UNIDA Gontor – Al Ustadz Dr. Ahmad Suharto mengawali presentasi dengan kisah. Di mana, beliau bertemu alumni-alumni. Dan bertanya: “usia pondok 100 tahun ini apakah sudah tua?”
“Banyak yang menjawab demikian. Padahal jika direnungkan, itu tidak selalu demikian” pungkas beliau.
“Bagi suatu lembaga pendidikan, usia 100 tahun – apalagi untuk Gontor yang visinya sudah melampaui zaman itu – tergolong muda.”
Apa yang disampaikan saat ini, adalah hasil renungan beliau. Setelah mendengar nasehat dari K.H. Hasan Abdullah Sahal. Yang menyatakan bahwa: “Piagam Wakaf harus dikaji terus menerus. Dikaji dan dipahami kata-per-kata”.
Atas dasar itulah, presentasi hari ini adalah tentang itu.
Selanjutnya, beliau menjelaskan bagaimana posisi Gontor lama dan prestasinya. Hingga meredup di era setelahnya.
Di masa itu, dari 7 bersaudara putra putri Kiai Santoso Anom Besari, tinggal 3 orang yang siap melanjutkan. Dengan usia muda mereka. Dari 3 yang tertua, yang tertua saat itu berusia 17 tahun. Yakni K.H. Ahmad Sahal.

##############################

● Tugas: Menurut kutipan teks, berapa usia K.H. Ahmad Sahal saat itu sebagai yang tertua di antara tiga bersaudara yang siap melanjutkan? Gunakan kutipan teks ini saja sebagai sumber.

● Bahan:
##############################

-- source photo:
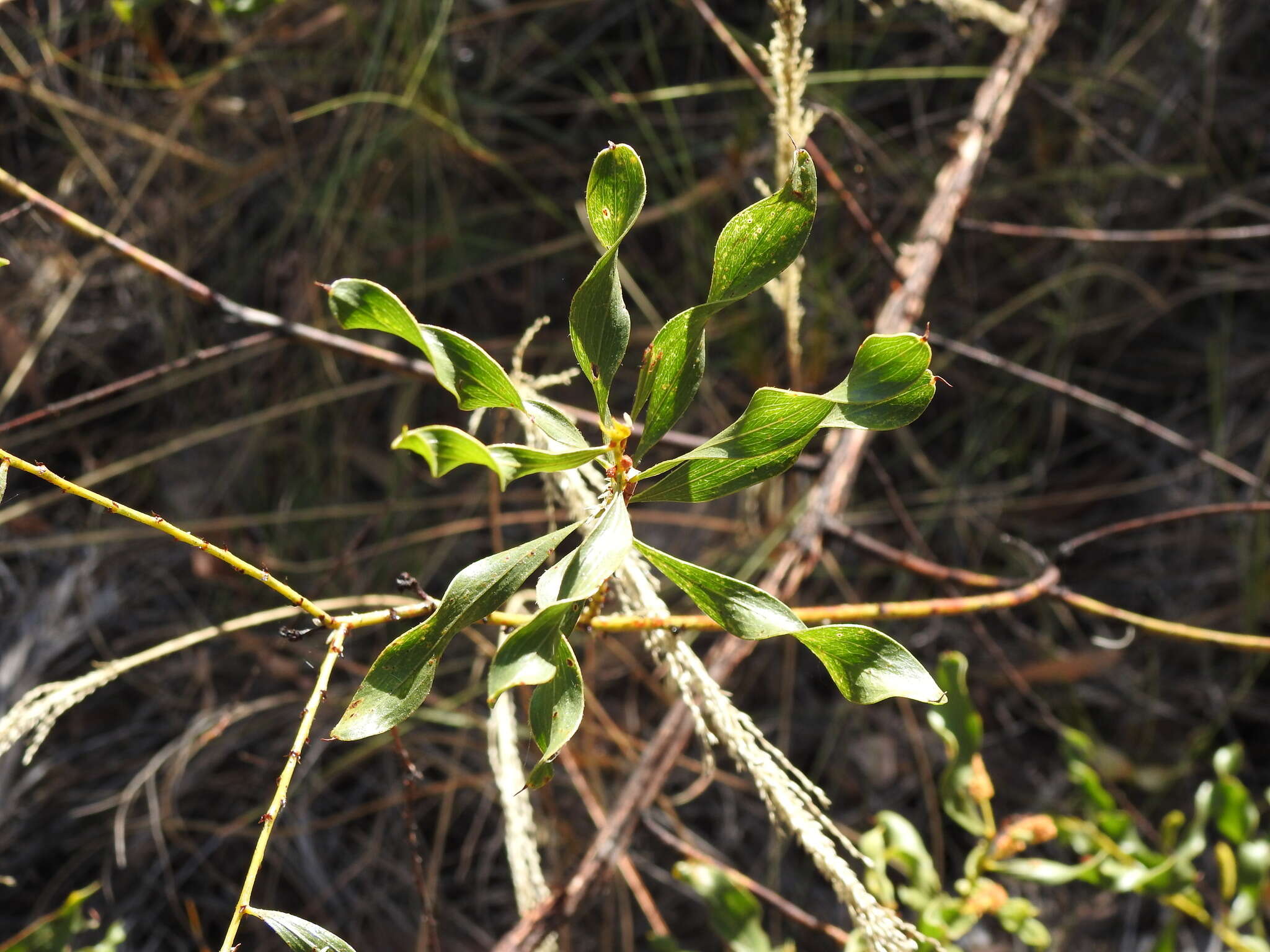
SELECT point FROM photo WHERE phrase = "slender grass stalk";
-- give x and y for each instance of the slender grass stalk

##############################

● Jawaban: 17 tahun.